_Tasks to carry out_
1) In the passage on Aristotle, the Enlightenment, and Nietzsche, what does MacIntyre specifically assert defeats Nietzsche?
2) Condense the paragraph beginning "In summary, there are several important distinctions" from the passage on Aristotle, the Enlightenment, and Nietzsche into a bulleted list of its distinctions.

In summary, there are several important distinctions between Aristotelian morality and the morality of the Enlightenment. Aristotle’s philosophy is teleological in its assumptions about man-as-he-should-be and its distinction from man-as-he-happens-to-be. Enlightenment philosophy, on the other hand, makes no attempt to look into what the good life is or how man should attain it; in place of teleology, it offers no metaphysical framework whatsoever. Also, for Aristotle, rules are based on virtues, which are derived from an understanding of the telos; the Enlightenment reversed this and predicated virtues on an understanding of subjective (but purported to be universal) principles. The third significant distinction is that for Aristotle, virtue and morality are integral parts of society, as an understanding of the telos must be social and not individual. For the Enlightenment, however, societies lose their moral authority; the individual becomes the fundamental interpreter of moral questions. In the words of renowned Enlightenment philosopher Rene Descartes, “I think, therefore I am.”
Nietzsche and Aristotle
Because of the fundamental differences between the Enlightenment and Aristotle’s conception of morality, Nietzsche’s criticism of the Enlightenment does not work against Aristotle. To review, Nietzsche denied the existence of any truth because the post-Enlightenment philosophers did not have a metaphysical framework within which to operate; their moral instructions were nothing more than assertions of what they felt or wanted to think.50 Nietzsche observed that the Enlightenment challenged human kind to follow rules, and not to strive for excellence in the human condition.51 However, because Aristotelian philosophy is teleological and metaphysical, it provides a social framework from which virtues, and hence principals, could be derived. Additionally, the virtues were concepts that would allow man to fully realize his potential, not merely guidelines for how to live. These fundamental distinctions preserve Aristotle from the maelstrom of Nietzsche’s attack.
MacIntyre goes further in his comparison between Aristotle and Nietzsche. Not only is classic Greek morality competitive with Nietzsche, says MacIntyre, it actually defeats Nietzsche. Specifically, MacIntyre asserts that Nietzsche defeats himself.52 MacIntyre advances that Nietzsche’s thorough and devastating deconstruction of the Enlightenment is not a new philosophy with which to contend but is instead the natural extension of the Enlightenment itself.53 “Nietzsche replaces the fictions of the Enlightenment individualism, of which he is so contemptuous, with a set of individualist fictions of his own;” the uebermensch, the natural geniuses who would rise up to take control of humanity, were nothing more than a subjective construction of Nietzsche’s will.54 Nietzsche’s solution to the lies of the Enlightenment is simply to create a new set of subjective lies; they are more dramatic, but no better, than the assertions of Kant or Mill.

_Data to examine_
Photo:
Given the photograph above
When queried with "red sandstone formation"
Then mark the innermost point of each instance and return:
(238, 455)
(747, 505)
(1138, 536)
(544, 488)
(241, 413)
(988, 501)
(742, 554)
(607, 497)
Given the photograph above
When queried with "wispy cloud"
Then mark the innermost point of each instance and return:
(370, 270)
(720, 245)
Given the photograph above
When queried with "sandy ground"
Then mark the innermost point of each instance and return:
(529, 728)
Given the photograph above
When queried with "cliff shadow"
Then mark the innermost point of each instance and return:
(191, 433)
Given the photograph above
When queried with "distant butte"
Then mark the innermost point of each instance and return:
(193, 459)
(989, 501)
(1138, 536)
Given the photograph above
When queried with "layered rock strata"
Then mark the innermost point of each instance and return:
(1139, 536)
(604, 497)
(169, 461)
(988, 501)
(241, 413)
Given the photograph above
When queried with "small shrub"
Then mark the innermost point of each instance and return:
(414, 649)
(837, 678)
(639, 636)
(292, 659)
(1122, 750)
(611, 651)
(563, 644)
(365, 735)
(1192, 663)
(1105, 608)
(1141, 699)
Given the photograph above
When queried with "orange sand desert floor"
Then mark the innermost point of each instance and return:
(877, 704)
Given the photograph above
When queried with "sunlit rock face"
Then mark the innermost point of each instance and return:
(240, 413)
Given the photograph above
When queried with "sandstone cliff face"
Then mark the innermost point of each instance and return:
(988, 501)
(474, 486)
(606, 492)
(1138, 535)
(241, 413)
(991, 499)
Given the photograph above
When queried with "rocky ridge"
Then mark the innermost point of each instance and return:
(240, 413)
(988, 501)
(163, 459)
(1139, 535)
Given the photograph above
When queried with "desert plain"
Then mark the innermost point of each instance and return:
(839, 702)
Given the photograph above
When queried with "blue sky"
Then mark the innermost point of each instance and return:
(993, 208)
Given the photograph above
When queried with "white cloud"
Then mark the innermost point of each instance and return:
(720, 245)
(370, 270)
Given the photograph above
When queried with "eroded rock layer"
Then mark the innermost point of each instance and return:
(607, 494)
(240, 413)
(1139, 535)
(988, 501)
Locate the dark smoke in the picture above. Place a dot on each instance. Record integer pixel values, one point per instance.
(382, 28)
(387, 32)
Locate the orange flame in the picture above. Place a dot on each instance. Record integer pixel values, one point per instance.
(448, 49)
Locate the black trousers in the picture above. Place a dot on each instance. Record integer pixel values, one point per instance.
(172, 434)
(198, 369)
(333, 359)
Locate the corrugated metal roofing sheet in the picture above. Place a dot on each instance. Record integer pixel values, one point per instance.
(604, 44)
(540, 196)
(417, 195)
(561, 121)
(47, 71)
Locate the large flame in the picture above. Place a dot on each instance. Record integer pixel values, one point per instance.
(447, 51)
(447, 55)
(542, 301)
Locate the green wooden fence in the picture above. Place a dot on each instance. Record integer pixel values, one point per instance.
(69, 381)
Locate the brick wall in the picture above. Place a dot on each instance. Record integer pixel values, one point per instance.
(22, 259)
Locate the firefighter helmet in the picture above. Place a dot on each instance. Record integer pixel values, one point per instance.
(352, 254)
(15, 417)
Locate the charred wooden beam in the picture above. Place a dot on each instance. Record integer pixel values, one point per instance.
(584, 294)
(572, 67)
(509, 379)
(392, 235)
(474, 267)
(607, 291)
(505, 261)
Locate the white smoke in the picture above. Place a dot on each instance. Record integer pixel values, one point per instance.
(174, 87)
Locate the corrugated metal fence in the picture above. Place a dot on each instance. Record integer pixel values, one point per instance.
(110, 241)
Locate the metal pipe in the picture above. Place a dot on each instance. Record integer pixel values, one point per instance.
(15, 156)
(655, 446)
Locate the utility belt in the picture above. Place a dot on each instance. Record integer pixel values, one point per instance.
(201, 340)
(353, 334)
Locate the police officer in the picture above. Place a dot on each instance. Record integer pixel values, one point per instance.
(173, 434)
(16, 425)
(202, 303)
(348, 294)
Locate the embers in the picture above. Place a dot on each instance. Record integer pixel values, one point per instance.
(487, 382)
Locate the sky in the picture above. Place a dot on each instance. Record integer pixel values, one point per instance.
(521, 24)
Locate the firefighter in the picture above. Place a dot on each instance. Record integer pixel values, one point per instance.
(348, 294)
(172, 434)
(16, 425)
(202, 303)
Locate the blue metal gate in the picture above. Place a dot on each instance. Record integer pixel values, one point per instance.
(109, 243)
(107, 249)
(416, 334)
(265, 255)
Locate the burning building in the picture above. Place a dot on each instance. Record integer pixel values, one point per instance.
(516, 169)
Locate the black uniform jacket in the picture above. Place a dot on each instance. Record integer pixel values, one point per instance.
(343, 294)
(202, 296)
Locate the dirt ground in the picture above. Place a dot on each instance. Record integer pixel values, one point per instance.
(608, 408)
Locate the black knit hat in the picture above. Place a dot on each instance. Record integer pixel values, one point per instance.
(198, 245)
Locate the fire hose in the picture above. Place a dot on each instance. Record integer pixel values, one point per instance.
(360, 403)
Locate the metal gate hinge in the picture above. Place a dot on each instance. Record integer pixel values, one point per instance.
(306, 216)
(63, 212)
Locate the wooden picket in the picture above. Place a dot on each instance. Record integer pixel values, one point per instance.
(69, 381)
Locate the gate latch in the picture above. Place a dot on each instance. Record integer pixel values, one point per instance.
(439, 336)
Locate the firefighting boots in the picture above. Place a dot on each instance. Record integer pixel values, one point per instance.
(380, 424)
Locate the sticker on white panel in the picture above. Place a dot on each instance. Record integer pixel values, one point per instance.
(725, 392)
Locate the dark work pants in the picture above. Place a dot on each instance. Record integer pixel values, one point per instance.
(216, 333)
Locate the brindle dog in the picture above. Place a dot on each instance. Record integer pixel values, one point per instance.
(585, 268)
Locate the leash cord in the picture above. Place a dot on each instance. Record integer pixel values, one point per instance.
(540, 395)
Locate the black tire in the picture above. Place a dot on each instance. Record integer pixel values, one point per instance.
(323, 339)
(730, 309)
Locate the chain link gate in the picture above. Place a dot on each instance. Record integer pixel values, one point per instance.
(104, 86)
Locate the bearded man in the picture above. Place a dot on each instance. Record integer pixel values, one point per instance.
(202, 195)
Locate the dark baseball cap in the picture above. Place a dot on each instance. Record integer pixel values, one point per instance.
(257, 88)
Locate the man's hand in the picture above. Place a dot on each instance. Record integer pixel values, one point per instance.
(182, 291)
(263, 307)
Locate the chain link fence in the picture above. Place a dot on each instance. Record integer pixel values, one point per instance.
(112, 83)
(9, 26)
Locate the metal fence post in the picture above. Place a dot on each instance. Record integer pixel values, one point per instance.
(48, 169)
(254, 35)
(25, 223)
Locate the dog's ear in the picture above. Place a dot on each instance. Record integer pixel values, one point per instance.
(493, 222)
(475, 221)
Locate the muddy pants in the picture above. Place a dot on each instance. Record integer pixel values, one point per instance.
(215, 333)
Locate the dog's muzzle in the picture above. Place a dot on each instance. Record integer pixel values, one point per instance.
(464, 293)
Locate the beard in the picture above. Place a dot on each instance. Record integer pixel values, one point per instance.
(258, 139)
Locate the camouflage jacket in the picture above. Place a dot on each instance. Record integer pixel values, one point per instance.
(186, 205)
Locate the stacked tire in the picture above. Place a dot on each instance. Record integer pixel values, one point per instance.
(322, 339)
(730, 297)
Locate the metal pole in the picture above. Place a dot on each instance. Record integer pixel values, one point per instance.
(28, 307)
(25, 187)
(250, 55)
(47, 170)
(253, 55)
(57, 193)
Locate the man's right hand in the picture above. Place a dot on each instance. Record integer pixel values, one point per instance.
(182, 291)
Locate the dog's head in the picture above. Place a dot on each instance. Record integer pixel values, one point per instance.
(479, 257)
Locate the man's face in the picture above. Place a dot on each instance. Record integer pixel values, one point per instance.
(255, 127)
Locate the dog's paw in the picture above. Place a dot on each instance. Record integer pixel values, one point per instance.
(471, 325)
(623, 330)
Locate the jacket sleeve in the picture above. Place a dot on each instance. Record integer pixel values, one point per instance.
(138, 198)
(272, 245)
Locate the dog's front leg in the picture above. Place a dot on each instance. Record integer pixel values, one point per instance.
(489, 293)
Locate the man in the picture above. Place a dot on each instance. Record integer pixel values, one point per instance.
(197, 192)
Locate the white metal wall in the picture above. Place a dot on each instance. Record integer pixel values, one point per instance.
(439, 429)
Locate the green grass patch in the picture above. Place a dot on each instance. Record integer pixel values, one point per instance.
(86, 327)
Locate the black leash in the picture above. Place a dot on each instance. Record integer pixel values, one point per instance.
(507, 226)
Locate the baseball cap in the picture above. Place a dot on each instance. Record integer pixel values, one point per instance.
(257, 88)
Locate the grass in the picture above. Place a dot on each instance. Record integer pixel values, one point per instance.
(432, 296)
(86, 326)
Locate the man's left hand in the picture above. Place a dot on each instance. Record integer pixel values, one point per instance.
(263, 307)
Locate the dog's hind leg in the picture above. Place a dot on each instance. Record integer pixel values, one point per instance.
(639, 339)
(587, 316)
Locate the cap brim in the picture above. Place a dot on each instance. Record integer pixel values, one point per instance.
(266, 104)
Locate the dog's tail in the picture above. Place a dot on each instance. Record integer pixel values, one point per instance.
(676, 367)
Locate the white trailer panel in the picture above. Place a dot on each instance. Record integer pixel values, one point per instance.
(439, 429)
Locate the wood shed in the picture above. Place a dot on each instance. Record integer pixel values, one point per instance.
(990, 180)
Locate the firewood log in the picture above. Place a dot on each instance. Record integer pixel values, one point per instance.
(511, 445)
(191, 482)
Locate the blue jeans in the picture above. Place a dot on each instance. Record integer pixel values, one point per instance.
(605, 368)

_Responses per task_
1) MacIntyre asserts that Nietzsche defeats himself.

2)
- **Framework:** Aristotle's philosophy is teleological. It separates man-as-he-should-be from man-as-he-happens-to-be. Enlightenment philosophy does not ask what the good life is or how to attain it, and it offers no metaphysical framework at all.
- **Rules and virtues:** For Aristotle, rules rest on virtues, which are derived from an understanding of the telos. The Enlightenment reversed this and based virtues on subjective principles that were purported to be universal.
- **Society and the individual:** For Aristotle, virtue and morality are integral to society, because understanding the telos must be social rather than individual. In the Enlightenment, societies lose their moral authority and the individual becomes the fundamental interpreter of moral questions, as in Descartes's "I think, therefore I am."